Activity → Carry on writing the report on Rwanda's national pediatric HIV conference, starting right after its last sentence.

In Rwanda, the Foundation has made a difference
December 13, 2010
The 6th National Pediatric Conference on children infected and affected by HIV and AIDS in Rwanda
took place on November 17-19th. Attracting more than 400 policy makers, international and national researchers, children, health care providers, development partners and NGOs including the Elizabeth Glaser Pediatric AIDS Foundation, participants focused on the role of different sectors in the fight against AIDS, with great emphasis on the education sector.
We were privileged to have two of our own Foundation colleagues present keynote speeches. Mary Pat Kieffer, Global Director PMTCT and Prevention, and Dr. Denis Tindyebwa, Global Director Pediatric Care and Treatment, both spoke on the third day of the conference. Mary Pat spoke about the focus on enhancing uptake of prevention of mother-to-child transmission (PMTCT)
services of HIV in light of the Ministry of Health’s agenda to eliminate pediatric HIV and AIDS, and Dr. Tindyebwa presented on Pediatric Care and Treatment
globally. All the recommendations they made during the conference were included into the national Pediatric Conference recommendations which will be put into an action plan early next year.

Record set →
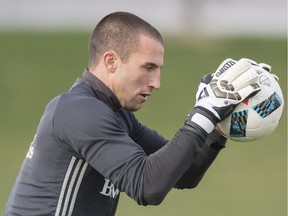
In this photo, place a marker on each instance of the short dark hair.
(119, 31)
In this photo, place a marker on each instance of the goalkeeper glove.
(219, 93)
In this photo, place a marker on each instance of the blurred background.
(43, 49)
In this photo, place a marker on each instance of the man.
(89, 146)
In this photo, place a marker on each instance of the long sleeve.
(213, 145)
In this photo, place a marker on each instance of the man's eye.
(149, 67)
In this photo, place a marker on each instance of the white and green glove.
(219, 93)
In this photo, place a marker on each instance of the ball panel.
(257, 116)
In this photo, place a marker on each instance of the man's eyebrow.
(153, 64)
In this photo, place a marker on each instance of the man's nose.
(155, 82)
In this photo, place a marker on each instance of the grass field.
(247, 179)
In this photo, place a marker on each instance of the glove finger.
(236, 70)
(265, 66)
(245, 79)
(248, 91)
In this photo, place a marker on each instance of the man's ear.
(110, 60)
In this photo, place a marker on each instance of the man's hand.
(219, 93)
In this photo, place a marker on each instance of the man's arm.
(213, 145)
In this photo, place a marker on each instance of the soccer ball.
(257, 116)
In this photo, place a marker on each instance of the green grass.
(247, 179)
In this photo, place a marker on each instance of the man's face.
(139, 75)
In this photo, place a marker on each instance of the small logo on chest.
(109, 189)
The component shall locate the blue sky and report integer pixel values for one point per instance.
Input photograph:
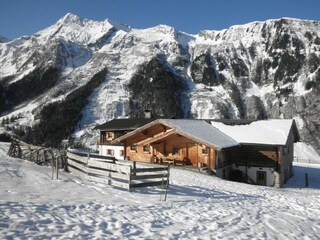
(25, 17)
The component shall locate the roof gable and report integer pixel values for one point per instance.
(197, 130)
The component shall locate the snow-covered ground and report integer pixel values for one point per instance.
(198, 206)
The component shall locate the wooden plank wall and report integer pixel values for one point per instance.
(122, 174)
(187, 149)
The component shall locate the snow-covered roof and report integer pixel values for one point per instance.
(269, 132)
(202, 131)
(198, 130)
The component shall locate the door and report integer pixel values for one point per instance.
(192, 153)
(261, 178)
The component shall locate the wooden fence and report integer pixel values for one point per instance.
(37, 154)
(122, 174)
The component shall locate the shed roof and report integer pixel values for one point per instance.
(267, 132)
(197, 130)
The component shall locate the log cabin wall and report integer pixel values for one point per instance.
(174, 147)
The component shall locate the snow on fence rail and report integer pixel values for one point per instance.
(37, 154)
(306, 160)
(122, 174)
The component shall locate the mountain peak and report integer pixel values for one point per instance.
(70, 18)
(4, 39)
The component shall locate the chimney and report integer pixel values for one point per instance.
(147, 113)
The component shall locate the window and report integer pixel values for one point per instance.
(205, 151)
(133, 148)
(110, 152)
(175, 150)
(146, 148)
(109, 135)
(121, 153)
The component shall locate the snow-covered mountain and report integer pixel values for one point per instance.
(106, 70)
(3, 39)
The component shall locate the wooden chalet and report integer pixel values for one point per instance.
(261, 151)
(114, 129)
(266, 149)
(178, 141)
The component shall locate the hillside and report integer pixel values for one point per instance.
(254, 71)
(198, 206)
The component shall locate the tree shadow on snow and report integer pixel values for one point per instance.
(195, 191)
(299, 178)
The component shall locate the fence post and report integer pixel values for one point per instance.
(134, 168)
(167, 185)
(88, 164)
(129, 181)
(306, 179)
(52, 166)
(57, 168)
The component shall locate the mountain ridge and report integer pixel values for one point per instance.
(254, 71)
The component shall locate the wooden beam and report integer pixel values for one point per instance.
(156, 138)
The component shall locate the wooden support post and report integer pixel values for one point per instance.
(52, 166)
(167, 185)
(57, 168)
(134, 168)
(306, 179)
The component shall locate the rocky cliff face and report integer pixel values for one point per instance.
(255, 71)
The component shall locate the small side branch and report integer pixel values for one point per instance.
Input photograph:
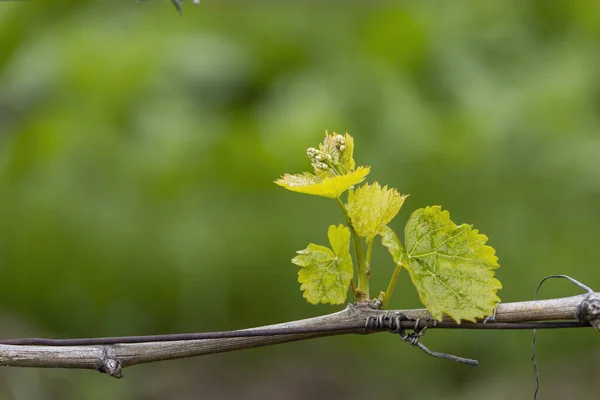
(110, 355)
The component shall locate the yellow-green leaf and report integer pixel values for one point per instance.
(372, 207)
(329, 187)
(325, 274)
(390, 240)
(451, 266)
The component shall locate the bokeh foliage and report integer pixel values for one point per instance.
(138, 150)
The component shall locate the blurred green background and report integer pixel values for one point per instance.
(138, 151)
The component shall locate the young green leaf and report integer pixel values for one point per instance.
(339, 150)
(331, 187)
(325, 274)
(391, 241)
(451, 266)
(372, 207)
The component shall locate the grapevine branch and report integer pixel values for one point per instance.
(111, 354)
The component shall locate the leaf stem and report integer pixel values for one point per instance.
(362, 288)
(388, 293)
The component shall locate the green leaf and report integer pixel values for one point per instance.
(372, 207)
(325, 274)
(329, 187)
(451, 266)
(391, 241)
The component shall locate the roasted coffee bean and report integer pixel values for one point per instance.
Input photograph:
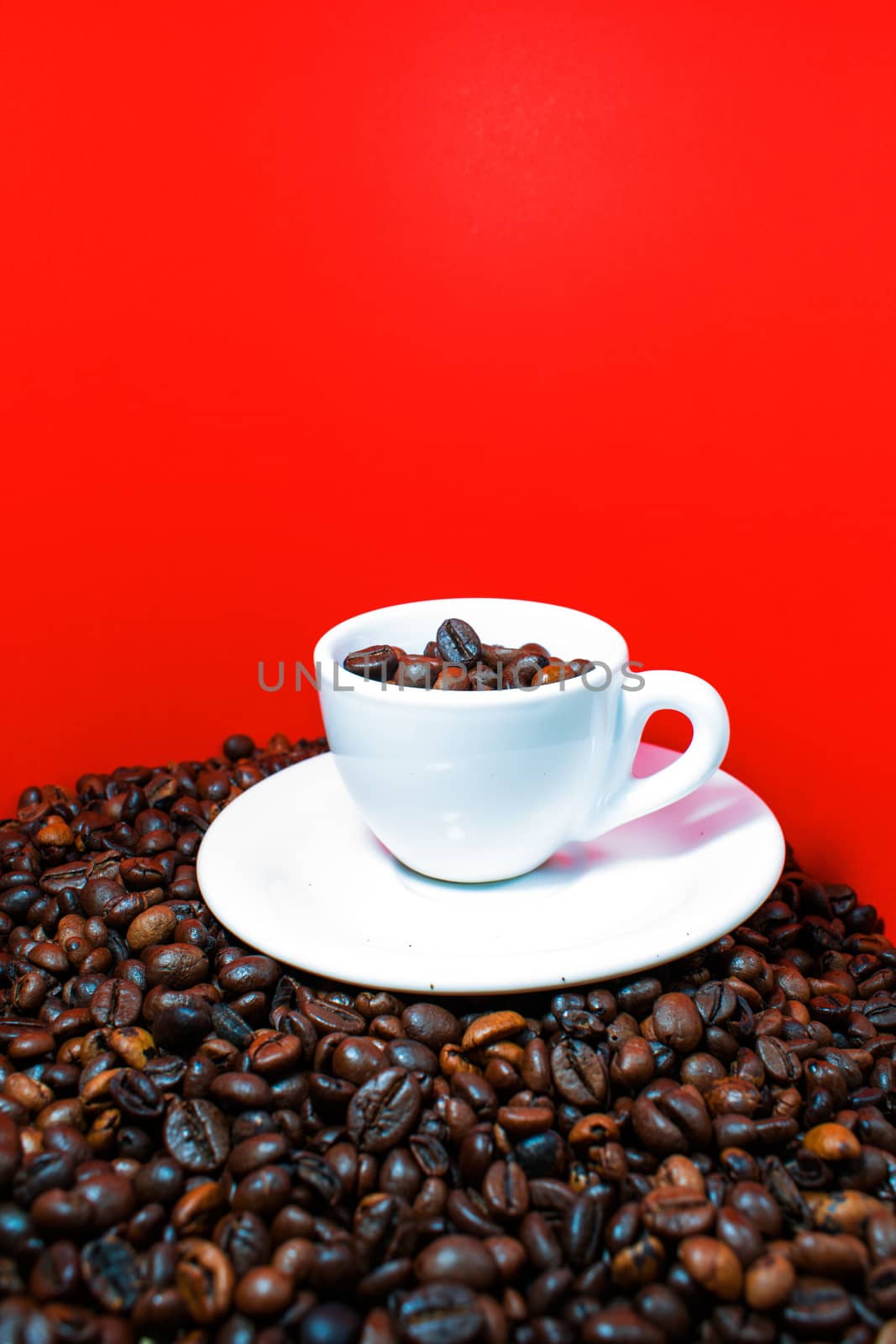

Output for this exercise →
Recommendations on PMTCT include: collaborate with other sectors on interventions for early prevention of HIV among our youth, provide appropriate messaging for adolescents, strengthen the knowledge and skills of health care providers to convey the correct messages to women, and increase coverage of integrated pre-natal, PMTCT and family planning services, among others.
Foundation staff met with Rwanda's Minister of Health during the Pediatric Conference
(Left-to-right: Dr. Mary Pat Kieffer, Dr. Richard Sezibera [Minister of Health], Dr. Denis Tindyebwa,
Cornelia van Zyl, Dr. Diane Gashumba, Dr. Sowaf Ubarijoro)
Recommendations for care and treatment include: integrate clinical assessment of children to improve Early Infant Diagnosis, speed up the implementation of specific programs for care of adolescents living with HIV, train and mentor nurses on pediatric care and treatment in the task shifting framework, promote close collaboration between health and education sectors, and develop a framework between the health and education sectors to ensure that the HIV testing policy for school going children is established and implemented with support of parents and guardians, among others.
At the end of the conference, the Foundation’s Country Director in Rwanda, Cornelia Van Zyl, was selected to present awards to conference participants who prepared the best abstracts and those who have been active in HIV activities.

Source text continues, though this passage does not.